## begin PROVIDED RECORDS

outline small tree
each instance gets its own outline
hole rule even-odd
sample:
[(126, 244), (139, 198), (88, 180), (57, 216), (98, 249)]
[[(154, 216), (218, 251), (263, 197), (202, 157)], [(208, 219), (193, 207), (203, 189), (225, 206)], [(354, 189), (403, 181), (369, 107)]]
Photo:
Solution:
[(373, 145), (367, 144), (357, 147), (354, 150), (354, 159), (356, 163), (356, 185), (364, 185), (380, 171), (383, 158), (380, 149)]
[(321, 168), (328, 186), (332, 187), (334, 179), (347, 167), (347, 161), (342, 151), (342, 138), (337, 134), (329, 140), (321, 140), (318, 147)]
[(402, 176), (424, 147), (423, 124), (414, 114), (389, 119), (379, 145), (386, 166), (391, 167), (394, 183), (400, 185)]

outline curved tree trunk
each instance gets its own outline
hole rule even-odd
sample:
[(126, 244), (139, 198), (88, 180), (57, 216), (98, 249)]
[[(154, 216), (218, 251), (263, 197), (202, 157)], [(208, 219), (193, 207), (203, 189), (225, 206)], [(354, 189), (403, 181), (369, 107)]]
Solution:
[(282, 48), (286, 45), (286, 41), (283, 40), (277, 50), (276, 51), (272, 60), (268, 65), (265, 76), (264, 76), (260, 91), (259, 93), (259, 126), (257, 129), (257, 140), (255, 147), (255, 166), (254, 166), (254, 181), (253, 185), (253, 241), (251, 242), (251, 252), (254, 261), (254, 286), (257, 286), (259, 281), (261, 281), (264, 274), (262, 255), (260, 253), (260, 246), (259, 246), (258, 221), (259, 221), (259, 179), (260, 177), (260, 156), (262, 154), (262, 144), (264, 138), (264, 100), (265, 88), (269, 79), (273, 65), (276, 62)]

## end PROVIDED RECORDS

*SET PROBLEM*:
Return every line of the records above that contains the word "tree". Uppercase and lowercase letters count as different.

*SOLUTION FOR THIS TASK*:
outline small tree
outline curved tree trunk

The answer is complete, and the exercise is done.